# Irish Euro vs French Euro



## Laoisa (16 Nov 2011)

Hi, 
am still scrambling to change euros in Irish banks to other currencies. If we revert to the punt will french euro's be ok  or would it be wise to change the french euro as well. Any suggestions gratefully accepted. Thanks Laoisa


----------



## ClubMan (16 Nov 2011)

You mean _French _euro coins? All euro coins/notes are equal.


----------



## onq (16 Nov 2011)

Laoisa said:


> Hi,
> am still scrambling to change euros in Irish banks to other currencies.




New form of exercise?


----------



## rekhib (17 Nov 2011)

Hi Laoisa, I've done the same, holding about 80% of my cash in 'French' euro. The rest is in Australian Dollars and US Dollars. The rationale behind holding your cash in a particular currency (or soon-to-be-currency) should be that you can use it if worse came to worst. I.e. don't just hold your cash in a particular currency because you think it will outperform the 'Irish' euro. You don't want all of your money in, Australian Dollars for example if you have no tie to the place, even if you think the currency will perform well against the Irish euro, it's just too much of a risk. Despite the fact that France are coming under pressure at the moment, they're still part of the core of the EUR so their currency should remain strong, particularly compared to the punt nua. Hope that helps.

=-=-=

# [TASK SET]
a – Summarize the forum thread in two sentences.
b – Reproduce the passage of the forum thread that opens with the words containing "New form of" and closes with "Hope that helps.".
Base every response solely on the forum thread above.

# [SUPPLIED MATERIAL]
=-=-=

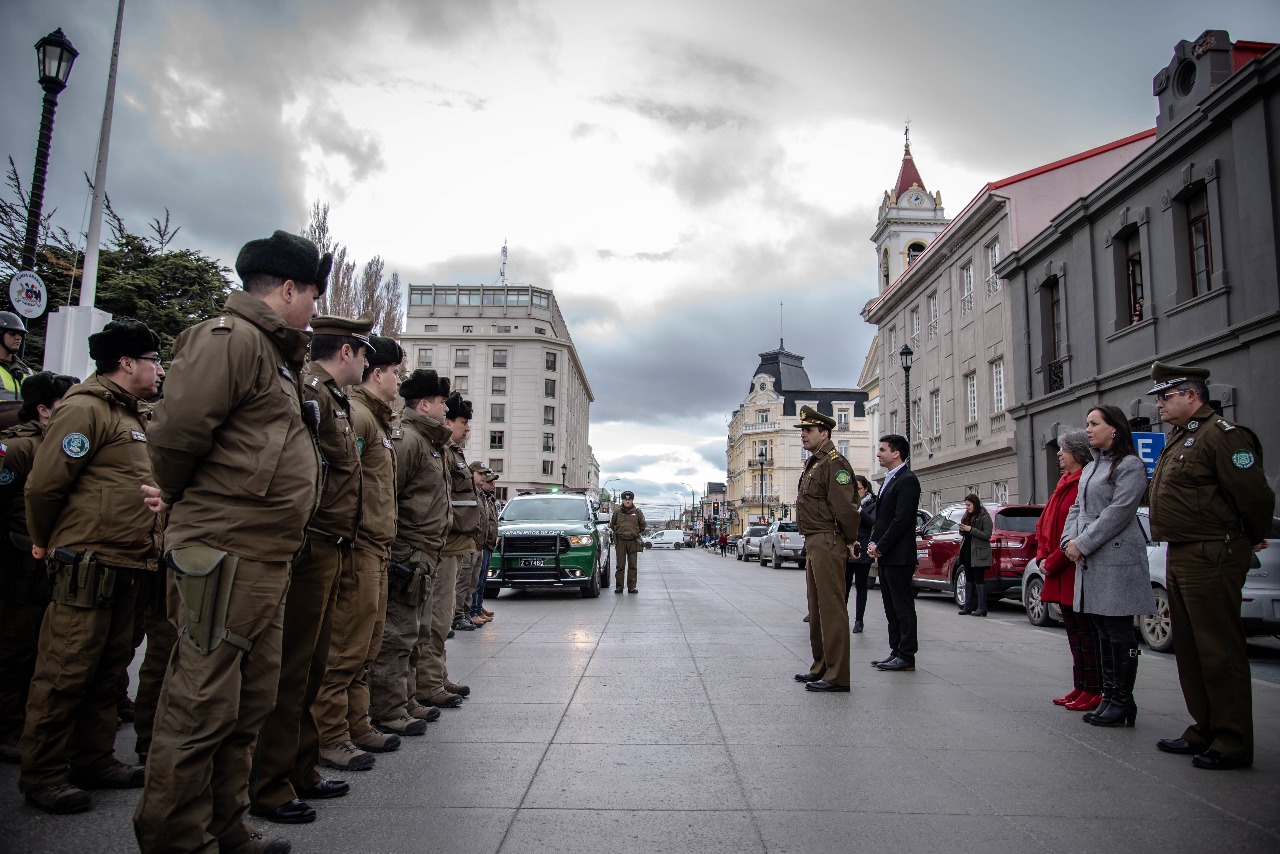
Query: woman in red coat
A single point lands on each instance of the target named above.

=-=-=

# [RESULTS OF THE TASKS]
a – A user converting euros held in Irish banks into other currencies asks whether French euros would be acceptable if Ireland reverted to the punt, and one reply states that all euro coins and notes are equal. Another user reports holding about 80% of their cash in "French" euro and the rest in Australian and US dollars, advises holding only a currency one could actually use if worse came to worst, and argues that France, as part of the core of the euro, should keep a strong currency compared with the punt nua.

b –
New form of exercise?


----------



## rekhib (17 Nov 2011)

Hi Laoisa, I've done the same, holding about 80% of my cash in 'French' euro. The rest is in Australian Dollars and US Dollars. The rationale behind holding your cash in a particular currency (or soon-to-be-currency) should be that you can use it if worse came to worst. I.e. don't just hold your cash in a particular currency because you think it will outperform the 'Irish' euro. You don't want all of your money in, Australian Dollars for example if you have no tie to the place, even if you think the currency will perform well against the Irish euro, it's just too much of a risk. Despite the fact that France are coming under pressure at the moment, they're still part of the core of the EUR so their currency should remain strong, particularly compared to the punt nua. Hope that helps.